((
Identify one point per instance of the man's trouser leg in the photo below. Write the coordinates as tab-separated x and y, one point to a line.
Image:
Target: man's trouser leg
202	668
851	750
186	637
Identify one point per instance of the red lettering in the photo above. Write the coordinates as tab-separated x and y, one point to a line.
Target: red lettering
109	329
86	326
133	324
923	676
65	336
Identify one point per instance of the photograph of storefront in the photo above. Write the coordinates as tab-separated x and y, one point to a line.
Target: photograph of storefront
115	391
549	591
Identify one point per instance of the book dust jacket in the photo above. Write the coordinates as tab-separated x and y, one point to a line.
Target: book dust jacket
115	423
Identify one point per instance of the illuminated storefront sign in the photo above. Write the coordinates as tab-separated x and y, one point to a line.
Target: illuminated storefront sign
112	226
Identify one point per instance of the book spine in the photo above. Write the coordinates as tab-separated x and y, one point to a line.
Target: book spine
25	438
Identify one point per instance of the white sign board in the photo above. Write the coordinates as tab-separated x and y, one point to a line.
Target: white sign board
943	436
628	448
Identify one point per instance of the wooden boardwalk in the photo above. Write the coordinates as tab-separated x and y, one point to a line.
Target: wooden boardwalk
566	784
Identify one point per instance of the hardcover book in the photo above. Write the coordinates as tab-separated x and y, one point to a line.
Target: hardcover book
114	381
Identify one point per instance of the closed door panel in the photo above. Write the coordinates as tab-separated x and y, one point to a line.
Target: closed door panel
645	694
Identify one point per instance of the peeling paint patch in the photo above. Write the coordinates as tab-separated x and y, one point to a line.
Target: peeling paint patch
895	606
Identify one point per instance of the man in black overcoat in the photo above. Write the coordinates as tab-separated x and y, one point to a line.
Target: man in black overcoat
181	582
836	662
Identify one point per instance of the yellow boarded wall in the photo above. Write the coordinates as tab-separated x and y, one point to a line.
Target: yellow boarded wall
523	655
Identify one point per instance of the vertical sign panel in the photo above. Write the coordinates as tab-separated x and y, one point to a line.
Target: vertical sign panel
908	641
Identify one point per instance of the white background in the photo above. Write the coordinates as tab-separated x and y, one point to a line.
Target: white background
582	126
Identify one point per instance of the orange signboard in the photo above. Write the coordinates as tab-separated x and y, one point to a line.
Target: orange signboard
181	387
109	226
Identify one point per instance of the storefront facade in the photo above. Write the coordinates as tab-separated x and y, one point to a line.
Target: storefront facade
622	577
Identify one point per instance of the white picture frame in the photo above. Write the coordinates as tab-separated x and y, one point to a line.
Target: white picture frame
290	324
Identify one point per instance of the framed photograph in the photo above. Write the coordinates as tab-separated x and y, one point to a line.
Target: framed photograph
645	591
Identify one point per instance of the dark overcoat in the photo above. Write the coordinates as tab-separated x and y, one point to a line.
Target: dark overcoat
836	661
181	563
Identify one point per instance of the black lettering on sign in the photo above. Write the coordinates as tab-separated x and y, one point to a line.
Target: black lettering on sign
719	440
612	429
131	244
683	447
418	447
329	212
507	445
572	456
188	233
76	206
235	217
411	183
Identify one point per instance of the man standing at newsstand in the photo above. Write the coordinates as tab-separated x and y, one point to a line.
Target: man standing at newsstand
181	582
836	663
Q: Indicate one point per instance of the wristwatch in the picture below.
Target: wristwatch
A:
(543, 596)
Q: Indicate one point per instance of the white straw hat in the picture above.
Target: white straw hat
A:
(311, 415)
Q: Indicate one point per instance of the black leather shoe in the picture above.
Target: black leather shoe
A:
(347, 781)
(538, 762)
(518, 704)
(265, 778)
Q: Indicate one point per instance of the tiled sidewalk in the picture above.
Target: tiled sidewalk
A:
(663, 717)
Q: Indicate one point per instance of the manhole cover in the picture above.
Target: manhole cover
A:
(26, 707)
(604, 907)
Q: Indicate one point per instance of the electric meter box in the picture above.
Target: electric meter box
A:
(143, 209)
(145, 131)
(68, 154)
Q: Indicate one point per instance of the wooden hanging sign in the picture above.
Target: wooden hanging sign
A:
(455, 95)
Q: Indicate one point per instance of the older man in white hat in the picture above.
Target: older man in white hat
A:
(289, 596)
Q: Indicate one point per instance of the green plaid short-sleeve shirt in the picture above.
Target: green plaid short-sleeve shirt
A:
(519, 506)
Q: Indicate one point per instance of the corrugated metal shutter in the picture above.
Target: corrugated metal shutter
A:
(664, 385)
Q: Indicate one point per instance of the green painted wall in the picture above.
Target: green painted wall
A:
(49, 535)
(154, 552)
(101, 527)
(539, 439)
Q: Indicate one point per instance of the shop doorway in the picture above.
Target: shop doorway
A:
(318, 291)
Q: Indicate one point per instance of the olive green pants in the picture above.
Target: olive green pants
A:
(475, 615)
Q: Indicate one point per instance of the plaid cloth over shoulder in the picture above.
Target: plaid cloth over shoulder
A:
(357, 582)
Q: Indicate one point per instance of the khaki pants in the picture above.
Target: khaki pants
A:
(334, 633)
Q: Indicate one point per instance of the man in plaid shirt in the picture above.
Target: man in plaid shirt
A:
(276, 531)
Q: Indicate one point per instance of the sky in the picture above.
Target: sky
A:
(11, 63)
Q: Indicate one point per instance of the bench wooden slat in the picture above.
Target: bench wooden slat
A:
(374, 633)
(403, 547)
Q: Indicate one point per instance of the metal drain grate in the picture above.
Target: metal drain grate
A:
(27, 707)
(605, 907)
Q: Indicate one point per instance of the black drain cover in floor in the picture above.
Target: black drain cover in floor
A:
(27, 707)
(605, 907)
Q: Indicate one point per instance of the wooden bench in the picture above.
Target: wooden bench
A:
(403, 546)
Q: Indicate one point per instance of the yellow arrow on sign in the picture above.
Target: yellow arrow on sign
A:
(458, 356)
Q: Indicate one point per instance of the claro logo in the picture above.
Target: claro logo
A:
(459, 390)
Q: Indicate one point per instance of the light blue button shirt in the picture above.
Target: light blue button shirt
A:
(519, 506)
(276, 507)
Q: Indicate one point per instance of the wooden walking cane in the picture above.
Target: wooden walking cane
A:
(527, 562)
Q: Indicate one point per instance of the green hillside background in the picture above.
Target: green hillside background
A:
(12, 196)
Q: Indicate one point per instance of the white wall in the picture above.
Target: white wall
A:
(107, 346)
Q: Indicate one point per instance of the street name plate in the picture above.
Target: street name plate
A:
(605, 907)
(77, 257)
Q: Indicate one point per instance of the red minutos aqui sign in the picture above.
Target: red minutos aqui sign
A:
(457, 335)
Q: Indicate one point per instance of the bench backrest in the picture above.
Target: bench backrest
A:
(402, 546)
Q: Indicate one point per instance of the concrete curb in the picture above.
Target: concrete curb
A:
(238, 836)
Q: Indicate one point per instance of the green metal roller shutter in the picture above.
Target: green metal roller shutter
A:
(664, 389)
))
▸ **Short exercise**
Please write out the lines above again, starting at the one that contains "Q: Indicate one point per instance of the claro" and ending at the last line, with both ends and all requests included. Offset every coordinate in the answers by adding 15 to it.

▸ **Output for this exercise**
Q: Indicate one point per instance of the claro logo in the picture above.
Target: claro logo
A:
(474, 405)
Q: Indicate one point per instance of the light blue button shirt in the picture above.
Target: light blue button shirt
A:
(534, 521)
(291, 522)
Q: Indicate one point per instance of the wooden walking cane in the picture above.
Target: wooden walking cane
A:
(542, 577)
Q: Indicate one point per instance of the green hillside background in the picture above.
Target: green hillside background
A:
(27, 211)
Q: Indicate one point per instance of the white wall in the picture above.
Target: white wall
A:
(122, 361)
Q: Indicate one point per instance of the street name plate in the picture above.
Target: street name plate
A:
(620, 922)
(92, 272)
Q: Indicate one point per instance of the red minutos aqui sign in the picture above.
Target: red minutos aqui sign
A:
(472, 350)
Q: Indicate one point per instance of the bench backrest in the picture above.
Target: bench backrest
A:
(417, 561)
Q: Indicate one point per instance of the concrete curb in the picture above.
Target: concrete curb
A:
(253, 851)
Q: Indicate one point per instance of the green metal roller shutter in the picture above.
Target: green metal roller shutter
A:
(679, 404)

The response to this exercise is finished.